» Exercise
Isolate every line in the records below with "entrance" in it.

» Data under study
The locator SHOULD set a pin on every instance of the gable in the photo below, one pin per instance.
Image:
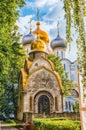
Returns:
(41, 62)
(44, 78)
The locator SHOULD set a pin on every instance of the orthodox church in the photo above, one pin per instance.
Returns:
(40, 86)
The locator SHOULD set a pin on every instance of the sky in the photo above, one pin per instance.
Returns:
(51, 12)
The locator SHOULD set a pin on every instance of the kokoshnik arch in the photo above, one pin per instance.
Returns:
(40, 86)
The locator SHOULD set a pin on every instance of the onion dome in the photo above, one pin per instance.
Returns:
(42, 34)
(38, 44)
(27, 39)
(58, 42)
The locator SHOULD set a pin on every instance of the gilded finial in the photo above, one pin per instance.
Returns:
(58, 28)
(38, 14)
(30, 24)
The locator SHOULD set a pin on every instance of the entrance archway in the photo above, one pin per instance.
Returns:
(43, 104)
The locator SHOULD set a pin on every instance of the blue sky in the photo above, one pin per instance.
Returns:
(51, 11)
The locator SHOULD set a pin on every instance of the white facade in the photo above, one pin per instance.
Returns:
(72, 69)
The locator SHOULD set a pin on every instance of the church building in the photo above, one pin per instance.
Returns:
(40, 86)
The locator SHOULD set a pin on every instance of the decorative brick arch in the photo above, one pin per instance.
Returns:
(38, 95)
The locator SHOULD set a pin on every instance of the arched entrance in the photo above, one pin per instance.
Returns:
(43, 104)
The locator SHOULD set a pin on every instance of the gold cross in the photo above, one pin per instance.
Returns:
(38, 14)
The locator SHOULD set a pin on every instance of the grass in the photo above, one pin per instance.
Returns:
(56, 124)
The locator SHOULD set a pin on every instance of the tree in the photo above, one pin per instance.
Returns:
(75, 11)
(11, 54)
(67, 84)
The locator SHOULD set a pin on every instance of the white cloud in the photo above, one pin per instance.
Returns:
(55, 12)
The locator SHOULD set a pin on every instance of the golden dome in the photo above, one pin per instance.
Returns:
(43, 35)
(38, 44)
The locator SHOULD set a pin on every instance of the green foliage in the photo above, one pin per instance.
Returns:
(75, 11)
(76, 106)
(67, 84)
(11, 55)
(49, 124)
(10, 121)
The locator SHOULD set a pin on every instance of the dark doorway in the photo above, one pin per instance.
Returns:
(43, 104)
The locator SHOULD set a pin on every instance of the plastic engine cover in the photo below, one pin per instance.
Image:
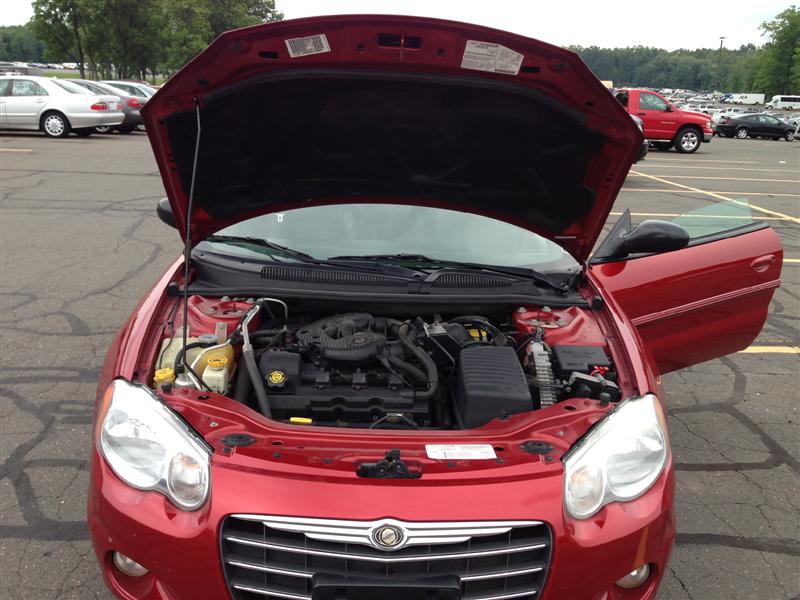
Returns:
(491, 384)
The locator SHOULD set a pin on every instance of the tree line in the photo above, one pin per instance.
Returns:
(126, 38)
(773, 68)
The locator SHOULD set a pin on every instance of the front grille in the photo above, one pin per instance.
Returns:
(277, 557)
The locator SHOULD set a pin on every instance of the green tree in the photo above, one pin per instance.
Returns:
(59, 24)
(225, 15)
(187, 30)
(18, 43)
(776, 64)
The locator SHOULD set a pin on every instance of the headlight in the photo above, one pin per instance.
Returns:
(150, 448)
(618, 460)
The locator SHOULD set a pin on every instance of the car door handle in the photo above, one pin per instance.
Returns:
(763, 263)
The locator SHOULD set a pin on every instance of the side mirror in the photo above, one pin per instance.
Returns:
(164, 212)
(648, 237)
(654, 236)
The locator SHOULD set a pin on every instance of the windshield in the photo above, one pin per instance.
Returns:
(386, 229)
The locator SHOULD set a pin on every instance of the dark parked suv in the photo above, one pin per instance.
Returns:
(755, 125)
--
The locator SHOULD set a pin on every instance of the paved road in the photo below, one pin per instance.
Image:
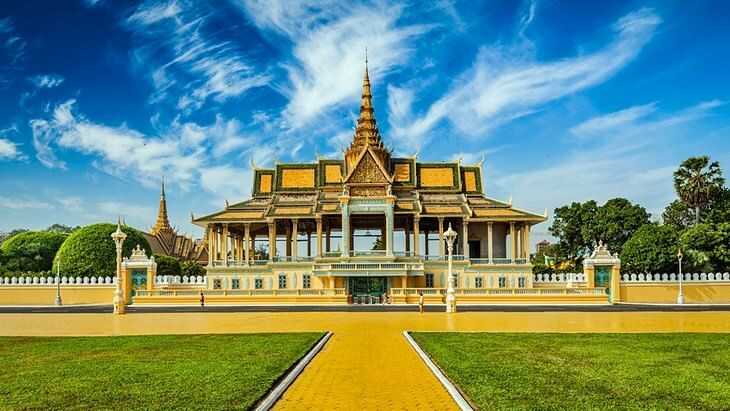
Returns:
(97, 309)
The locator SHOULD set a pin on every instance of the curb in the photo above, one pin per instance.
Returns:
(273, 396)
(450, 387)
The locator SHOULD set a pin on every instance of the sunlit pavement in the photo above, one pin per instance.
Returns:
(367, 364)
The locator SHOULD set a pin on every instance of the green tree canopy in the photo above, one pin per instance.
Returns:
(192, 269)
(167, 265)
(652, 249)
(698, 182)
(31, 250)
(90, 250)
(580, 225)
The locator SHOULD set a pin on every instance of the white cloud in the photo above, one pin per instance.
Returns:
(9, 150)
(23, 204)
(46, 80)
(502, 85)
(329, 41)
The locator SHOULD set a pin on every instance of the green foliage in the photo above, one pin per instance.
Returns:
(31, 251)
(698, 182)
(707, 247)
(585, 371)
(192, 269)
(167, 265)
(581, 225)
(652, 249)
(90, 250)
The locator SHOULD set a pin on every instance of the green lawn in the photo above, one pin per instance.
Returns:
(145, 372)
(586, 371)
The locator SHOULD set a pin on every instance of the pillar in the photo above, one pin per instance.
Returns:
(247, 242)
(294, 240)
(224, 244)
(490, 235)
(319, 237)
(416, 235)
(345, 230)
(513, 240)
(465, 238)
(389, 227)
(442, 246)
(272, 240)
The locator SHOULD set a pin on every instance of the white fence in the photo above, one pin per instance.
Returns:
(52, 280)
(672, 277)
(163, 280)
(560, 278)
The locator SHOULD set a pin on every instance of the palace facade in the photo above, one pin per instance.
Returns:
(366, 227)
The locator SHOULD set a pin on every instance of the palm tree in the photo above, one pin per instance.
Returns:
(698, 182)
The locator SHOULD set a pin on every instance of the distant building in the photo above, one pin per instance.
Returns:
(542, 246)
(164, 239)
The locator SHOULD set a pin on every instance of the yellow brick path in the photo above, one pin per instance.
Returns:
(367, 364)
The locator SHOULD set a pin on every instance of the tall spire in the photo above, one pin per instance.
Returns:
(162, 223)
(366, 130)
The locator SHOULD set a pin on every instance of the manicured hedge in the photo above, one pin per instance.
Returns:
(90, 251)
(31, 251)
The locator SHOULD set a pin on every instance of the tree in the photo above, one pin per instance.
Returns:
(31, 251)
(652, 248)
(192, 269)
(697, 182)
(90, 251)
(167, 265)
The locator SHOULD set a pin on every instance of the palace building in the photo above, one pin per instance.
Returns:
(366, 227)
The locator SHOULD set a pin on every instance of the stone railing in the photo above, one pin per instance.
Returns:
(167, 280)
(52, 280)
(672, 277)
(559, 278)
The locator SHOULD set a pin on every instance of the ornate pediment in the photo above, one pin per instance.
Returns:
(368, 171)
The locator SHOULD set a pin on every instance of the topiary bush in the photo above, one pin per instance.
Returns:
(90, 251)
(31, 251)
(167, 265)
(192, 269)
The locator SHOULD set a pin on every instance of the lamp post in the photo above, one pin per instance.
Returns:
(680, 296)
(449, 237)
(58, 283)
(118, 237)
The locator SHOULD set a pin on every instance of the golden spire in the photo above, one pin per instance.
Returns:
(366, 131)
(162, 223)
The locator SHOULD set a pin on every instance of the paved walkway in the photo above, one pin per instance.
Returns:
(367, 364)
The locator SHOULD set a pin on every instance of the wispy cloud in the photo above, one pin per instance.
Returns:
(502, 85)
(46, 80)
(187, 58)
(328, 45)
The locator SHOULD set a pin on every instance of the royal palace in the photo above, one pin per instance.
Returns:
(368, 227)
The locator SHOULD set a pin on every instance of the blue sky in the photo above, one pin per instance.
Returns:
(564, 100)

» Response for this exercise
The locator SHOULD set a pin on every instance of the entrance archway in the photo above, one pin per instance.
The locator SHOULD set a pin on every instance of the arched entrance in the photo above, one pin per instance.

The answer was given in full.